◆ Reading text ◆
Comparative Analysis of the Carbon Footprint of Biologics for Severe Asthma

Objective

To quantify, compare, and analyse the cradle-to-gate carbon emissions of biologic treatments for severe asthma.

Design

Cradle-to-gate carbon emissions for six monoclonal antibody therapies were calculated using MCF Classifier. A representative patient, eligible for all therapies, was defined to enable comparisons. Sensitivity, scenario, and pairwise analyses were conducted to explore variation in emissions and opportunities for reduction.

Outcome Measures

The primary outcome was first-year carbon emissions of biologic treatments for a representative patient with severe asthma, expressed in kg CO₂e. Additional outcome measures were the effect of varying electricity source on treatment emissions, and the emissions associated with alternative biologic choices.

Results

First-year treatment emissions for the representative patient ranged from 1.1 kg CO₂e with benralizumab to 188.9 kg CO₂e with dupilumab, a 172-fold difference. Variation was driven by the active pharmaceutical ingredient per preparation (30-300 mg). The number of preparations required for first-year treatment (8-52) and the manufacturer’s proportion of non-fossil fuel electricity (NFFE) (22-91%). Sensitivity analysis showed that increasing NFFE to 100% would reduce emissions by 29-90% and the difference between the highest and lowest emission treatments by 91%. Pairwise comparison showed that selecting any biologic instead of dupilumab would reduce emissions by 134-188 kg CO₂e per patient-year, equivalent to 340-478 car miles. The emission differences between treatment with benralizumab, mepolizumab, and tezepelumab were minimal.

◆ Work task 1 ◆
List every biologic drug named in the asthma carbon footprint abstract.
◆ Work task 2 ◆
Continue the abstract on the carbon footprint of severe asthma biologics from its last sentence onward.

(Stored items)

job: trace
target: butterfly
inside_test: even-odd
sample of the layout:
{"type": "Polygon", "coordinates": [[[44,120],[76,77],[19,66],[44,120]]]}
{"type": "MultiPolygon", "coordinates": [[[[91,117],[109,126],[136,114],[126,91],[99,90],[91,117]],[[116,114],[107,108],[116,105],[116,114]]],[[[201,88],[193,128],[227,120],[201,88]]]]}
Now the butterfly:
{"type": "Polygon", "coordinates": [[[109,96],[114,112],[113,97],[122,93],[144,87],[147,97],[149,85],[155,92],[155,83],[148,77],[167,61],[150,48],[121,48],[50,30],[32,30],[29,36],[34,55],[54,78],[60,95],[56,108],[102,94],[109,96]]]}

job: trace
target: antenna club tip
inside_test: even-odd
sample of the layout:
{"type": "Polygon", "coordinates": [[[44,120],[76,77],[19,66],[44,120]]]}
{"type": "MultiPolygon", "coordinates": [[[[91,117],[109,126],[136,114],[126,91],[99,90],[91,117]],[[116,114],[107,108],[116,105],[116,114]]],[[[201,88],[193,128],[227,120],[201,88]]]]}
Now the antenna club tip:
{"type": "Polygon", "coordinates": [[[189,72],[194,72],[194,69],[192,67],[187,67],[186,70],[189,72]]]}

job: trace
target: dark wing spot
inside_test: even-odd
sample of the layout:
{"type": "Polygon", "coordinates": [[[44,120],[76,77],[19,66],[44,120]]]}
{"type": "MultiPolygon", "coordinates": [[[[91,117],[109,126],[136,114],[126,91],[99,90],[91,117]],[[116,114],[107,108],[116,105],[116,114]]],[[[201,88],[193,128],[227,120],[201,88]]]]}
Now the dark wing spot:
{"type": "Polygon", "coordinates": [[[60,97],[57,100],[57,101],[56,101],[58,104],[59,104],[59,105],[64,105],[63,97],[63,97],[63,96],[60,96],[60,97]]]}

◆ Task answer 1 ◆
benralizumab, dupilumab, mepolizumab, tezepelumab

◆ Task answer 2 ◆
Conclusions

The carbon footprints of biologic treatments for severe asthma vary widely, driven primarily by differences in dose and manufacturer electricity sources. MCF Classifier enabled standardised comparisons between therapies and highlighted opportunities for near-term reduction, including increased use of non-fossil fuel electricity and optimisation of dosing practice. The approach can be applied across other therapeutic areas to support carbon-informed prescribing and healthcare decarbonisation.

Strengths and Limitations of this study

• We developed and applied a standardised methodology to estimate cradle-to-gate carbon emissions of biologic treatments for severe asthma, enabling direct comparison across therapies.

• A representative patient was used to ensure consistent application of treatment regimens for each therapy.

• The methodology relies on secondary data and manufacturer-level disclosures, as product-specific primary data is not available.

• The scope was limited to cradle-to-gate emissions, downstream emissions and other components of the clinical pathway were not included.